_Extrait choisi_
----------

Même s'il y a des espèces qui sont peut-être plus menacées ou en péril, que l'on reconnaisse au moins ce qui est sur la table présentement. Cela démontrerait une volonté d'agir dans un sens positif à l'intérieur d'un projet de loi qui est supposé avancer. Je pense que vous allez vous donner le pouvoir de régresser. Quand on refait des choses qui sont déjà faites, on régresse au lieu d'avancer.
C'est un deuxième point négatif de votre projet de loi. Il est très important que l'argent des contribuables soit bien utilisé. Votre projet de loi ne contribuera pas à cela. Ce qu'on a déjà, pourquoi ne pas l'accélérer? Présentement, on recule comme on l'a fait dans le cas de la Loi canadienne sur la protection l'environnement, quand on en est venu aux matières dangereuses. On peut refaire et étudier de nouveau la liste et on ne pourra même pas accepter d'autres espèces menacées. Est-ce qu'on va perdre notre temps à évaluer ce qui a déjà été fait? Ce projet de loi n'est pas progressif. Il est régressif.

----------

_Exercices à faire_
1. Indiquez si chacun des énoncés (a), (b) et (c) concorde avec l'extrait sur le projet de loi, en répondant par oui ou par non et en citant mot pour mot le passage décisif. (a) Le projet de loi y est qualifié de progressif. (b) Il y est jugé très important que l'argent des contribuables soit bien utilisé. (c) Refaire des choses déjà faites y est présenté comme une façon d'avancer.
2. Prolongez l'extrait sur le projet de loi en reprenant après sa dernière phrase.

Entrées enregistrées
----------

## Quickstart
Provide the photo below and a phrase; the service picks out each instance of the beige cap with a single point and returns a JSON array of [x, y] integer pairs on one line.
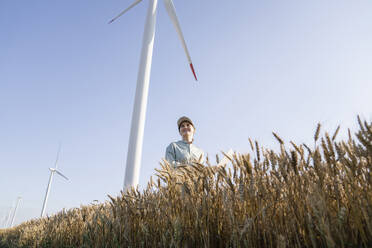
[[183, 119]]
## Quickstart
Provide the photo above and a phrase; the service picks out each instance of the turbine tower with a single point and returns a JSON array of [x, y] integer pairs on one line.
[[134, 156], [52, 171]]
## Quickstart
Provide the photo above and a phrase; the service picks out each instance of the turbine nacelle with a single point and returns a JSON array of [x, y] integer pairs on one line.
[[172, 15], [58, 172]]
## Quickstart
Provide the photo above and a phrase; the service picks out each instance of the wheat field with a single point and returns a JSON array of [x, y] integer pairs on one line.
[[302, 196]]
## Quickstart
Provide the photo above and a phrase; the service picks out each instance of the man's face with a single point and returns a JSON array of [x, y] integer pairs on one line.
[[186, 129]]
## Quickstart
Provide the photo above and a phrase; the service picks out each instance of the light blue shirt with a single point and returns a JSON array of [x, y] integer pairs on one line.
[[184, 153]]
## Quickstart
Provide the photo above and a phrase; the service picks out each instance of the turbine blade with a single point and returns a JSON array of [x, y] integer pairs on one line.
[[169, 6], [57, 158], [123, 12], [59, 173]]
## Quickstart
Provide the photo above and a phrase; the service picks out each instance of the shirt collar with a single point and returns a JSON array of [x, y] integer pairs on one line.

----------

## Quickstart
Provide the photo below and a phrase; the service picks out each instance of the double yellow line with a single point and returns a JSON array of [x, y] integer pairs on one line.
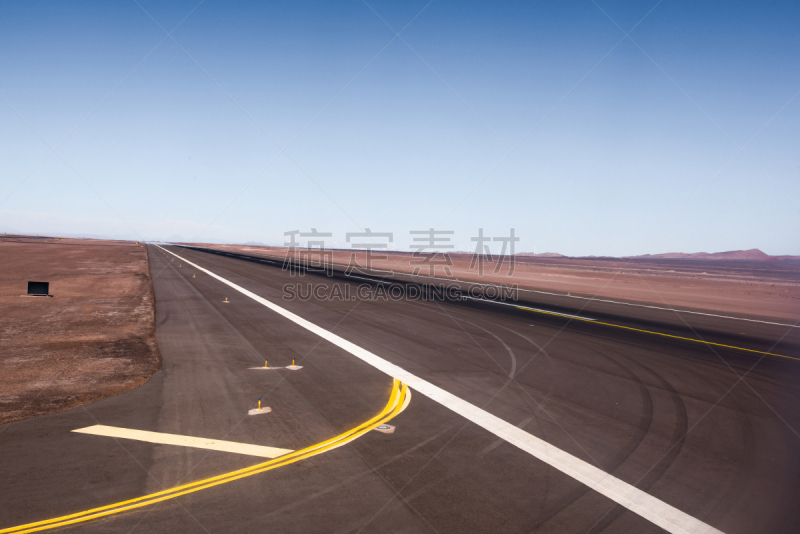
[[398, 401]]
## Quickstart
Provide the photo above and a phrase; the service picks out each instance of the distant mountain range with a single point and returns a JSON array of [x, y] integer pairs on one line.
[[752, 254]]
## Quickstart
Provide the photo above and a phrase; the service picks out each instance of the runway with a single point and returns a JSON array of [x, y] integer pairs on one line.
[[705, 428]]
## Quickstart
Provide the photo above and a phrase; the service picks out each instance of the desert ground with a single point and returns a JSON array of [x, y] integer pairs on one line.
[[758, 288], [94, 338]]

----------

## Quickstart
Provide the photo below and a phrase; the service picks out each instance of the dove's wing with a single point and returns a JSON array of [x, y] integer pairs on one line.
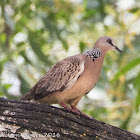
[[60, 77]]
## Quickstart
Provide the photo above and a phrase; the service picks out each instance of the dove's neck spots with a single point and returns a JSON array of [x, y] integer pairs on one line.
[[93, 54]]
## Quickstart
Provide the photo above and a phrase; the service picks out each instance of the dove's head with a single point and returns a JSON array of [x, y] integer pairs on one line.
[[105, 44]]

----------

_Réponses données_
1.
(a) Non : « Ce projet de loi n'est pas progressif. Il est régressif. »
(b) Oui : « Il est très important que l'argent des contribuables soit bien utilisé. »
(c) Non : « Quand on refait des choses qui sont déjà faites, on régresse au lieu d'avancer. »

2.
[Traduction]
La vice-présidente (Mme Karen Kraft Sloan): Merci, madame Girard-Bujold.
• 1650
Monsieur Davis, pourriez-vous répondre très brièvement, après
quoi ce sera au tour de M. Lincoln.
M. John Davis: Je serai bref, madame. Je crois essentiel que nous fondions nos décisions sur des données scientifiques solides, comme je l'ai déjà dit. Certaines de ces espèces n'ont pas été réévaluées depuis plusieurs années et les données sont déjà anciennes. Les décisions qui ont des conséquences pour les Canadiens doivent certainement se baser sur des résultats scientifiques valides et il faut veiller à faire une bonne réévaluation, à faire le meilleur usage des renseignements disponibles afin de pouvoir prendre de bonnes décisions.
La vice-présidente (Mme Karen Kraft Sloan): Merci.
Monsieur Lincoln, s'il vous plaît.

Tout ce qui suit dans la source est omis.